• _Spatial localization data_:
——————

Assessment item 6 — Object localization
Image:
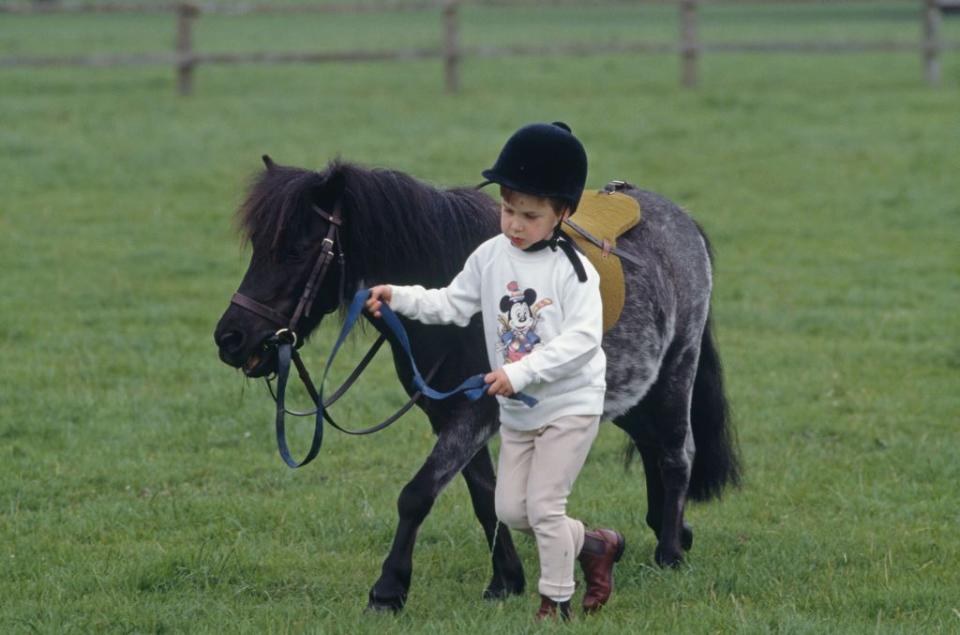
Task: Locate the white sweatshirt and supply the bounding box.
[390,234,606,431]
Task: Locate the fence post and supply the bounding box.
[176,3,199,96]
[679,0,699,88]
[442,0,460,94]
[923,0,941,85]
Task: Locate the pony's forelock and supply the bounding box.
[236,161,329,256]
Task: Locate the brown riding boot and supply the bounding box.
[535,595,572,622]
[578,528,625,614]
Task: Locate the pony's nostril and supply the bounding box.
[216,330,245,353]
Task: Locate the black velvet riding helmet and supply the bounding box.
[480,122,590,282]
[480,121,588,214]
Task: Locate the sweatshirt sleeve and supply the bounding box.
[388,253,482,327]
[501,267,603,393]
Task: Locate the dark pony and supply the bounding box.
[215,157,740,611]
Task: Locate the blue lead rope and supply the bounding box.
[275,289,537,469]
[338,289,537,408]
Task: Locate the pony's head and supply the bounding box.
[214,155,500,377]
[214,155,346,377]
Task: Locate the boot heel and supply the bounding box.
[613,532,626,563]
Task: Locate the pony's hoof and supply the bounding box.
[482,576,525,601]
[654,544,684,568]
[681,522,694,551]
[366,589,406,613]
[366,598,404,614]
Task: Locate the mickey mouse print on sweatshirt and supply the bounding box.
[498,281,554,363]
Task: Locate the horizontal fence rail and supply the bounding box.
[0,0,445,13]
[1,0,957,94]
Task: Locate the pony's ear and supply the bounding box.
[314,168,347,210]
[262,154,276,170]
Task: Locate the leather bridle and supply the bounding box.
[230,204,345,347]
[228,204,442,468]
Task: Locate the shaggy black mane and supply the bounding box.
[237,158,499,287]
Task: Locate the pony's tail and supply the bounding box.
[687,313,741,501]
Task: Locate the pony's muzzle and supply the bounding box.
[214,328,246,363]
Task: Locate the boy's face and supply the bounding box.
[500,192,567,250]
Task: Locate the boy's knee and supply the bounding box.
[527,500,564,532]
[495,497,529,530]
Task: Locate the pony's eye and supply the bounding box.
[283,248,306,263]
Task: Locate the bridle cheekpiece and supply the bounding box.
[230,204,345,349]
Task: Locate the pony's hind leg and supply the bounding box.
[615,350,698,568]
[367,406,500,612]
[636,442,694,554]
[461,443,525,600]
[614,401,665,542]
[647,343,700,567]
[615,407,695,561]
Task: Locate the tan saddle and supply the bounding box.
[563,183,642,332]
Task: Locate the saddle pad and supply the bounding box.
[563,190,642,332]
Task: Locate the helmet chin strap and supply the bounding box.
[523,223,588,282]
[522,224,562,252]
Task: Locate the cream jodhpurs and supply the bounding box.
[495,414,601,600]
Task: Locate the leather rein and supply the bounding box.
[229,204,442,468]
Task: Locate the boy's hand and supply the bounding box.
[365,285,392,318]
[484,368,515,397]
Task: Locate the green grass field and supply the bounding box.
[2,2,959,632]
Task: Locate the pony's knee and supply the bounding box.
[397,482,434,524]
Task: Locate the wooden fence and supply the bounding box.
[1,0,958,94]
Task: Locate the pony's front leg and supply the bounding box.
[461,442,525,600]
[367,412,495,612]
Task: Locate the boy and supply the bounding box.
[366,122,624,620]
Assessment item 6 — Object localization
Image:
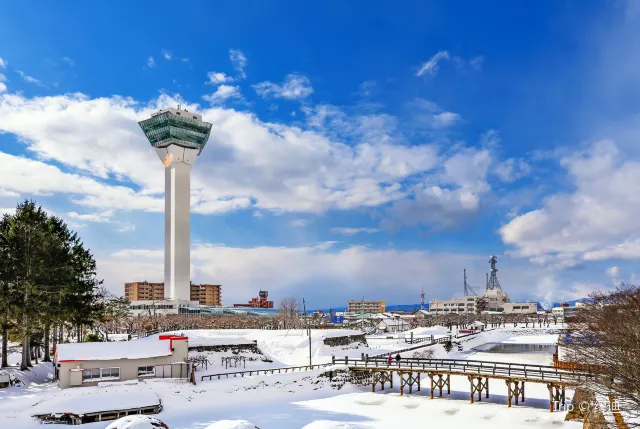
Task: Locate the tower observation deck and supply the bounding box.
[139,107,213,302]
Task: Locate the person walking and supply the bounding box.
[387,354,392,365]
[395,353,401,364]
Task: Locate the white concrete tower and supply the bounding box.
[139,107,212,302]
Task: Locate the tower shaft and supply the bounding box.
[165,161,192,301]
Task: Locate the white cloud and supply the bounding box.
[0,83,5,93]
[533,275,598,309]
[16,70,44,86]
[501,140,640,264]
[289,219,308,227]
[67,210,113,223]
[384,146,491,229]
[99,243,483,304]
[202,85,242,104]
[206,72,233,85]
[0,207,16,216]
[253,74,313,100]
[62,57,75,66]
[229,49,247,79]
[409,99,462,131]
[161,49,172,60]
[182,58,190,63]
[0,152,163,212]
[0,58,6,69]
[416,51,450,77]
[147,56,156,68]
[99,243,601,306]
[331,227,379,236]
[469,56,484,71]
[0,91,494,225]
[432,111,460,127]
[606,266,621,282]
[192,197,252,214]
[416,52,484,77]
[116,222,135,233]
[494,158,531,182]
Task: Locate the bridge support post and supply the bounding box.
[547,383,566,412]
[400,372,420,395]
[468,376,488,403]
[506,380,524,407]
[427,372,449,399]
[372,370,394,393]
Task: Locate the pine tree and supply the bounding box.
[0,200,104,369]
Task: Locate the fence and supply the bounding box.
[200,363,334,381]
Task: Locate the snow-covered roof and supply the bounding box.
[56,339,173,362]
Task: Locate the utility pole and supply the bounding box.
[303,298,311,366]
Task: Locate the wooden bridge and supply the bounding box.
[332,356,596,412]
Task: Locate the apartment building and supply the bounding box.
[124,282,164,301]
[347,300,386,315]
[190,284,222,306]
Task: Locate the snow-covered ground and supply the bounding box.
[0,326,590,429]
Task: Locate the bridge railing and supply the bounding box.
[200,363,335,382]
[333,356,595,383]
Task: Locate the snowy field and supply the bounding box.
[0,326,586,429]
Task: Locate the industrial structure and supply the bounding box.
[125,282,222,307]
[138,106,212,304]
[347,300,386,315]
[429,256,537,315]
[233,290,274,308]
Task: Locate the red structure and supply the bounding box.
[233,290,274,308]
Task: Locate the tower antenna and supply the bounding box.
[420,287,425,310]
[464,269,477,296]
[487,255,502,290]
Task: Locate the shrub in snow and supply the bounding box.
[204,421,259,429]
[104,415,169,429]
[412,349,435,359]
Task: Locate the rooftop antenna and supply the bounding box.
[486,273,489,288]
[420,287,425,310]
[487,255,502,290]
[464,269,478,296]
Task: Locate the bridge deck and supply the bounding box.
[334,356,594,385]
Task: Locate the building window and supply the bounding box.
[138,366,155,377]
[82,367,120,381]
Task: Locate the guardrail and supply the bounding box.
[332,356,595,383]
[367,329,491,358]
[200,363,335,382]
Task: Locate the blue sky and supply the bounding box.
[1,1,639,308]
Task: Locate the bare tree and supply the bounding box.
[565,284,640,426]
[277,296,302,329]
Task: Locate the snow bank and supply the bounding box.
[302,421,358,428]
[500,334,558,345]
[105,416,167,429]
[30,388,159,415]
[406,326,448,336]
[204,420,259,429]
[144,329,365,366]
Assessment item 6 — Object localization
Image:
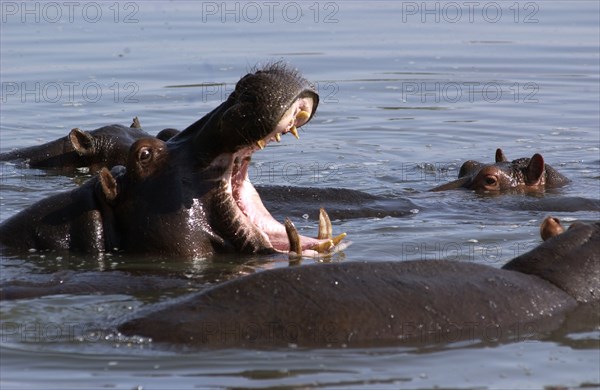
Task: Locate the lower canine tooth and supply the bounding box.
[290,126,299,139]
[284,218,302,255]
[275,133,281,142]
[256,140,266,149]
[318,208,332,239]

——————

• _Exercise_:
Give again, unchanged, only the lines from the line containing "Task: Locate the wooden bridge" to the last line of the records above. Pictures do not belong in the copy.

• _Expected output_:
Task: Locate the wooden bridge and supply the bounding box.
[332,356,596,412]
Task: Locate the apartment building and supply the bounding box.
[124,282,164,301]
[347,300,386,315]
[190,284,222,306]
Task: Locate the snow-covered ground and supply the bounding box.
[0,326,590,429]
Task: Locate the bridge railing and supply the bounding box.
[200,363,335,382]
[333,356,595,383]
Task: Locate the snowy field and supply the bounding box.
[0,326,586,429]
Task: Locate the industrial structure and supply the bounding box.
[125,282,222,307]
[138,106,212,304]
[347,300,386,315]
[429,256,537,315]
[233,290,274,308]
Task: Locate the red structure and supply the bounding box.
[233,290,274,308]
Task: Locate the tower antenna and supply the bounding box.
[420,287,425,310]
[464,269,477,296]
[487,255,502,290]
Task: Locate the shrub in snow and supply the bounding box.
[204,421,259,429]
[104,415,169,429]
[412,349,435,359]
Task: Locate the rooftop antenna and supply the bounding box.
[486,273,489,288]
[420,287,425,310]
[487,255,502,290]
[464,269,478,296]
Task: Locate the bridge deck and supply the bounding box.
[334,356,594,385]
Task: Locate the building window and supply the bounding box.
[138,366,155,377]
[82,367,120,381]
Task: Locate the guardrail and supply the bounding box.
[332,356,595,383]
[367,329,491,358]
[200,363,335,382]
Task: Locate the blue sky and supply the bounding box.
[1,1,639,308]
Task: Locate the bare tree and supply the bounding box.
[565,284,640,426]
[277,296,302,329]
Task: Locate the snow bank and supply the bounding box.
[302,421,358,428]
[500,334,558,345]
[105,416,167,429]
[30,388,159,415]
[406,326,448,336]
[204,420,259,429]
[144,329,365,366]
Assessment item 6 — Object localization
Image:
Task: Locate the lower canine tooth and supply the bounding box.
[290,126,299,139]
[284,218,302,255]
[275,133,281,142]
[256,140,266,149]
[318,208,332,239]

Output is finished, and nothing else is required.